▶ [STATED TASK]:
Pull out the lines of the records from the one containing "of the green" through the last line of the records, and reproduce them unchanged.

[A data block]
- - - - - - -
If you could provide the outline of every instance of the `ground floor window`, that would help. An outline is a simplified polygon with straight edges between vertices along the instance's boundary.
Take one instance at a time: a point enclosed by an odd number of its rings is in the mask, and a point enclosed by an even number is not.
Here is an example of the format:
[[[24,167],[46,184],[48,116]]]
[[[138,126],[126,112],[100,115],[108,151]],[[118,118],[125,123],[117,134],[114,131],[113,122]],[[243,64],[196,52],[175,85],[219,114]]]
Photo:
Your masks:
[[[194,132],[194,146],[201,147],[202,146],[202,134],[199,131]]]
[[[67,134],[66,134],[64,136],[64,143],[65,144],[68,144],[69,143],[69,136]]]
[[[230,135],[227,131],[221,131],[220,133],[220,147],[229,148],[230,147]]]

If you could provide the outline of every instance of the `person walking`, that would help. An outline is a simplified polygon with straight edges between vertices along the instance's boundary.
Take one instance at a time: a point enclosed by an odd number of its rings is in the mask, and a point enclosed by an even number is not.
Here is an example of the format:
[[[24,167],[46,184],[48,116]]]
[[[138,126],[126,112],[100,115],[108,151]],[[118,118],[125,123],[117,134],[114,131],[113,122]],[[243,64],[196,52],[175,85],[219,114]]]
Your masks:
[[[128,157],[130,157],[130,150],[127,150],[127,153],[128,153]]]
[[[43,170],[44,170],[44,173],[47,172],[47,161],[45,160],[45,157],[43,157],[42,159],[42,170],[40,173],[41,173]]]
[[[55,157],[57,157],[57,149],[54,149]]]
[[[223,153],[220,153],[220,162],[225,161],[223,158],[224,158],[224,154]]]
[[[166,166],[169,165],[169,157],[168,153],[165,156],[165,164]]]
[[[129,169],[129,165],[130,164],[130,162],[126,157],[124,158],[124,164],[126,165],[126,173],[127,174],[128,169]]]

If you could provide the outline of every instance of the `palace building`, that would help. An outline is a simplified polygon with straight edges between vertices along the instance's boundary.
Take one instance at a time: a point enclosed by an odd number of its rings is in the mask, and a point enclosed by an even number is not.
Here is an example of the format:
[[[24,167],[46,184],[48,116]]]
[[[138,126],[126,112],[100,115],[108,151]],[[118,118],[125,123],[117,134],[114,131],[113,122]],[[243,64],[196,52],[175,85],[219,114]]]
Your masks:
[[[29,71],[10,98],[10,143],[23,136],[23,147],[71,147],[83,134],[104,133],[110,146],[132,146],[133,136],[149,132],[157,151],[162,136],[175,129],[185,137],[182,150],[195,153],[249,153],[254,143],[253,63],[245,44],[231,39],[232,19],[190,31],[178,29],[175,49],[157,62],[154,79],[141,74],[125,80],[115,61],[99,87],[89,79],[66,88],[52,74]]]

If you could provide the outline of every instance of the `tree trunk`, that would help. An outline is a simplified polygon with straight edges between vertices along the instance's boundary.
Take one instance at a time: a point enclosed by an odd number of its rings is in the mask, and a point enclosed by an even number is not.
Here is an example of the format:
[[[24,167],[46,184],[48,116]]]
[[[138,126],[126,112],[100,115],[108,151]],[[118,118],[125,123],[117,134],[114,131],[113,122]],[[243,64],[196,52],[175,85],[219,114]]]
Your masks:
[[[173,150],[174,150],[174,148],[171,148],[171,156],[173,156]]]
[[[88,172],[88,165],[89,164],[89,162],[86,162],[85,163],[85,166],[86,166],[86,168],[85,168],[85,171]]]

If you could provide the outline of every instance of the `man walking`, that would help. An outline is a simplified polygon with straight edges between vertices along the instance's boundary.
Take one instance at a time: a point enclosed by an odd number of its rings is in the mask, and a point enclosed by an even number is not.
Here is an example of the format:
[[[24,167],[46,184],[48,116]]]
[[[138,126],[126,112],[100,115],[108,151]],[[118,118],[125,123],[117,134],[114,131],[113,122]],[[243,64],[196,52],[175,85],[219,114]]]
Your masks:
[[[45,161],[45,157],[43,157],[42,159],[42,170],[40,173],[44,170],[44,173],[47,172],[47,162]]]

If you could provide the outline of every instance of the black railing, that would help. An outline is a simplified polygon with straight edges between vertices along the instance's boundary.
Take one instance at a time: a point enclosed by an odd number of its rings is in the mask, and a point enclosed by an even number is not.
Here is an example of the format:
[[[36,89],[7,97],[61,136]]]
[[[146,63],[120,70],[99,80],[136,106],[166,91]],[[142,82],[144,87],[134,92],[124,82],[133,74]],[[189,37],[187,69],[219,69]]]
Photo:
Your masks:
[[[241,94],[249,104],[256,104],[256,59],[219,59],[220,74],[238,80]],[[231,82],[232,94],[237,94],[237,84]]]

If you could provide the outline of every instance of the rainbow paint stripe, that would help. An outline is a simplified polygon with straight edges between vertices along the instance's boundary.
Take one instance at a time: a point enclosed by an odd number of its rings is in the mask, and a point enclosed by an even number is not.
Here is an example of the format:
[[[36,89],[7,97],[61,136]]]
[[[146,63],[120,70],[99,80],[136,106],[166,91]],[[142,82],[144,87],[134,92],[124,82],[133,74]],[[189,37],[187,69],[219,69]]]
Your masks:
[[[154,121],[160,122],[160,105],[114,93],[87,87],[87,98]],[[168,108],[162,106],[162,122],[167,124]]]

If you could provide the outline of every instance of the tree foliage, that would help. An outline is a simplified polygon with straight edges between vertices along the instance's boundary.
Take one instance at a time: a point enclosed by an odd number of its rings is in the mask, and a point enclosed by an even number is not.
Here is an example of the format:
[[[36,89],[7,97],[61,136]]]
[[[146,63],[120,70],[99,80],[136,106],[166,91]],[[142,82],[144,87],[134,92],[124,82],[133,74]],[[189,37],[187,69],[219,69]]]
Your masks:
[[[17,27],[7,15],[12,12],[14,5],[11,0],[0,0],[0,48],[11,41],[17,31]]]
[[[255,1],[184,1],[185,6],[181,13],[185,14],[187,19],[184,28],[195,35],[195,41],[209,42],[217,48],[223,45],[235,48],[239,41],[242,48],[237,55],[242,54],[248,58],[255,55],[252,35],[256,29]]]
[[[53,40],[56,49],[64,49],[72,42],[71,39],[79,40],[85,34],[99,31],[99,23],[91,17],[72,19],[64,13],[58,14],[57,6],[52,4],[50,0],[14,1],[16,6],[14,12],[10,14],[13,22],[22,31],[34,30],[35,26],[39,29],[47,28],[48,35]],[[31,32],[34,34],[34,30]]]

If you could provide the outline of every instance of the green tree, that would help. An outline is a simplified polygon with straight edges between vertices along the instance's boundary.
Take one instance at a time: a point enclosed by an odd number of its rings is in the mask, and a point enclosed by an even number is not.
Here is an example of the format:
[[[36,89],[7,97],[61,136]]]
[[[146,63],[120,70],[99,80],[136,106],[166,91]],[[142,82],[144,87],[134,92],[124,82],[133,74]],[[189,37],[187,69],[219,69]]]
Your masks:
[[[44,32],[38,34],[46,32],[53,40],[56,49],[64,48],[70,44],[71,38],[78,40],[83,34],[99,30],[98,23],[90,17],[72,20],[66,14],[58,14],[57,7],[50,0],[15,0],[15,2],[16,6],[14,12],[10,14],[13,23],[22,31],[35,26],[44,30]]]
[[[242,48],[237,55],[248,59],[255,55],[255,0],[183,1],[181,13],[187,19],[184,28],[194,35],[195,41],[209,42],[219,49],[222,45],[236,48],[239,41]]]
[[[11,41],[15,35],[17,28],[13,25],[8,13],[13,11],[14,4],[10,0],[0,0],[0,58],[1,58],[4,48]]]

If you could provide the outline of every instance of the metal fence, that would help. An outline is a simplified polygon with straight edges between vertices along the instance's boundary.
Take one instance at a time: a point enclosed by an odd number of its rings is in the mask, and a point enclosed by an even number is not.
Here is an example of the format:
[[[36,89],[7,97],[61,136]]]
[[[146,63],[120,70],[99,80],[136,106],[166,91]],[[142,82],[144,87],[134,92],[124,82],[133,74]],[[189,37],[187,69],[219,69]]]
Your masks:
- - - - - - -
▶ [RESULT FOR THIS EXERCISE]:
If you could provide the outline of every instance of the green tree, that would help. An outline is a simplified polygon with straight edges between vertices along the instance's boundary.
Take one instance at a time: a point enclosed by an odd number of its rings is in the mask, and a point enclosed by an even number is not.
Here is an example of the format:
[[[36,89],[7,97],[61,136]]]
[[[146,63],[120,70],[99,80],[136,106],[166,91]],[[142,82],[144,87],[134,92],[124,82],[133,74]],[[189,37],[187,69],[219,69]]]
Your masks:
[[[44,32],[38,34],[46,32],[53,40],[56,49],[64,48],[70,44],[71,38],[78,40],[83,34],[99,30],[98,23],[90,17],[72,20],[66,14],[58,14],[57,7],[50,0],[15,0],[15,2],[16,6],[14,12],[10,14],[13,23],[22,31],[35,26],[44,30]]]
[[[242,48],[237,55],[248,59],[255,55],[255,0],[183,1],[181,13],[187,19],[184,28],[194,35],[195,41],[209,42],[219,49],[222,45],[236,48],[239,41]]]
[[[11,41],[15,35],[17,28],[13,25],[8,13],[13,11],[14,4],[10,0],[0,0],[0,58],[1,58],[4,48]]]

If you could provide the outline of every instance of the metal fence, that would help. An outline is a simplified polygon with straight edges between vertices along the instance's boundary.
Take one instance at a time: a point enclosed by an odd number of its rings is in the mask, and a point enclosed by an even number is not.
Here is an example of the format:
[[[36,89],[7,97],[61,136]]]
[[[146,63],[120,70],[99,80],[136,106],[166,91]],[[142,82],[144,87],[134,92],[124,82],[133,74]],[[189,37],[187,69],[219,69]]]
Your masks:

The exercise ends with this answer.